Task directions: Each record, exactly as written, should be printed again.

--- START ---

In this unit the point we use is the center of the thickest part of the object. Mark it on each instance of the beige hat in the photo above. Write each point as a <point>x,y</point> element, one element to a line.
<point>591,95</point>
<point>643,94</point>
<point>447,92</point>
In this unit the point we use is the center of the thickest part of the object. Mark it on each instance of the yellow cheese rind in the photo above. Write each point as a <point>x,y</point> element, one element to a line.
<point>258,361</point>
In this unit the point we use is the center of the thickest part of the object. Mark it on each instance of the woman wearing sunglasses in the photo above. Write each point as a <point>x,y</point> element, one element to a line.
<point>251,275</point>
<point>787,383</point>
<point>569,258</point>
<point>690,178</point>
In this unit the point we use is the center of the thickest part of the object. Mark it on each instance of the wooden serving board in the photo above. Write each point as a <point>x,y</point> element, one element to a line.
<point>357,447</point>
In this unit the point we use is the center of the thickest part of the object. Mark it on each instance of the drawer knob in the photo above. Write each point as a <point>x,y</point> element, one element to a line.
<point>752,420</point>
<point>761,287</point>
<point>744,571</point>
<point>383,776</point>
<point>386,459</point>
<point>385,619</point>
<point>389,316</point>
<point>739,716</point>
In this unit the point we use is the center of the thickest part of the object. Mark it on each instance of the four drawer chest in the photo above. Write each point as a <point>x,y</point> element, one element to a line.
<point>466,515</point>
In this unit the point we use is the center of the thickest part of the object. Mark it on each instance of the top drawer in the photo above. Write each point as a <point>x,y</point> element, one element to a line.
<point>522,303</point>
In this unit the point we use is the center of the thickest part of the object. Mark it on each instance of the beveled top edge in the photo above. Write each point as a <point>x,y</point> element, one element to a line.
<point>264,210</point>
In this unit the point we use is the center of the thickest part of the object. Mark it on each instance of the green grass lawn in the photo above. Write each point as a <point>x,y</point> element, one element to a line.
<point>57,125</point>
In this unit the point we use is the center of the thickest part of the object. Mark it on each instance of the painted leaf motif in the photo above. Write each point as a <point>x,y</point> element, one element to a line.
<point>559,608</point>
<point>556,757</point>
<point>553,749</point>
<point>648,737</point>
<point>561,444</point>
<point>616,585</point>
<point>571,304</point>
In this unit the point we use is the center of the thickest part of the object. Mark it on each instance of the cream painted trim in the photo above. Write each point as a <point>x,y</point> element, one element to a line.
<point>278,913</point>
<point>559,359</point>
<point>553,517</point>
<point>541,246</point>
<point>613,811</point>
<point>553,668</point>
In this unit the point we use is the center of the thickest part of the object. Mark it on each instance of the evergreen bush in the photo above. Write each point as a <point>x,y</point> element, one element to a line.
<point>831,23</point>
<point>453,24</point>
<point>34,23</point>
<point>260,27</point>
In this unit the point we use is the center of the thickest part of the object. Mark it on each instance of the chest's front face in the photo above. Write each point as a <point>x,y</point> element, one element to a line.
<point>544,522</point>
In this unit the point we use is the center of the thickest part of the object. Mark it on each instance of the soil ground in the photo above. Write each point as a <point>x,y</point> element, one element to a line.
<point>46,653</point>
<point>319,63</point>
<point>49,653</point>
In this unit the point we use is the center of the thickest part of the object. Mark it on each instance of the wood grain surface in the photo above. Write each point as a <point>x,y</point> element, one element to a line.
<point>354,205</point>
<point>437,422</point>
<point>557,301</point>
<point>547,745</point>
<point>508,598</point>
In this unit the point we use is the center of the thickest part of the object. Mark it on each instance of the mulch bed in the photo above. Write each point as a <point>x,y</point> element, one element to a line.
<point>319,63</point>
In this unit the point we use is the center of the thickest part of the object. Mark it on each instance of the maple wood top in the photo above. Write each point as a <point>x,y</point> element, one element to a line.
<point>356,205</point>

--- END ---

Result:
In this unit the point we use is the center of the thickest part of the object. Mark it on each instance of the beige hat in the photo above. Write each point as a <point>x,y</point> element, one element to a line.
<point>591,95</point>
<point>643,94</point>
<point>447,92</point>
In this unit the point we use is the center of the thickest part of the object. Mark it on each instance of the yellow cheese rind in the photo above. Write each point as a <point>x,y</point> element, one element to a line.
<point>258,361</point>
In this unit the point we use is the center of the thickest part of the object. Mark it on each instance of the woman wearing sunglasses in the photo above. Write each point as a <point>x,y</point> element, one element to a line.
<point>251,275</point>
<point>787,383</point>
<point>569,258</point>
<point>690,178</point>
In this unit the point we use is the center of the thickest part of the object. Mark it on each instance of the wooden serving board in the photo above. Write each point as a <point>x,y</point> element, one element to a line.
<point>357,447</point>
In this unit the point we use is the center of the thickest part of the object. Mark it on each instance of the drawer knob in the photo above. Write each point as a <point>x,y</point> element, one element to a line.
<point>752,420</point>
<point>761,287</point>
<point>744,571</point>
<point>383,776</point>
<point>386,459</point>
<point>385,619</point>
<point>389,316</point>
<point>739,716</point>
In this unit the point we use is the center of the thickest part of the object. Mark it on each instance of the four drawer chest in the photo above. Write each point as a <point>x,y</point> element, one element to a line.
<point>466,515</point>
In this unit the point we use is the center of the thickest part of the object. Mark it on each instance of the top drawer in the photo above. Write each point as a <point>x,y</point> element, one element to a line.
<point>522,303</point>
In this unit the point we use is the center of the thickest part of the object. Mark it on each instance of the beveled top edge in the photo above. Write each point as a <point>x,y</point> element, one element to a line.
<point>264,210</point>
In this unit the point we use is the center of the thickest part of the object. Mark it on each instance of the green grass lawn in the photo above. Write each point as a <point>x,y</point> element, one element to a line.
<point>57,125</point>
In this unit the point we use is the center of the thickest part of the object. Mark it on each instance of the painted leaf motif in the photo above. Write each point as a <point>x,y</point> element, one element to a line.
<point>559,608</point>
<point>556,757</point>
<point>553,749</point>
<point>648,737</point>
<point>561,444</point>
<point>616,585</point>
<point>571,304</point>
In this unit the point we use is the center of the thickest part of the object. Mark it on each instance of the cream painted trim in the photo above. Write each point as a <point>x,y</point> element, one element to a line.
<point>278,913</point>
<point>559,359</point>
<point>553,517</point>
<point>541,246</point>
<point>613,811</point>
<point>553,668</point>
In this unit the point we use is the center of the thickest part of the object. Mark it on each instance of the evergreen bush in the photo above. Write each point as a <point>x,y</point> element, one element to a line.
<point>831,23</point>
<point>453,24</point>
<point>34,23</point>
<point>260,27</point>
In this unit the point we use is the center of the thickest part of the object. Mark it on each instance of the chest's front face in the photo above. Write each point as a <point>x,y</point> element, one element to a line.
<point>544,522</point>
In this unit the point we use is the center of the thickest part of the object. Mark it on each instance of the soil ground in the photo above. Write each point as a <point>x,y</point> element, one element to a line.
<point>46,653</point>
<point>319,63</point>
<point>49,653</point>
In this unit the point we use is the center of the thickest part of the object. Mark it on each instance of the wood grain surface in the photo above. Write each point as a <point>x,y</point> element, one element to a line.
<point>354,205</point>
<point>437,422</point>
<point>557,301</point>
<point>547,745</point>
<point>508,598</point>
In this unit the point we use is the center of the thickest part of the object. Mark it on each instance of the mulch bed in the photo above. Write each point as a <point>x,y</point> element, one element to a line.
<point>319,63</point>
In this unit the point we use is the center of the thickest part of the object. Mark it on each instance of the maple wood top in the photo above. Write each point as a <point>x,y</point> element, one element to a line.
<point>356,205</point>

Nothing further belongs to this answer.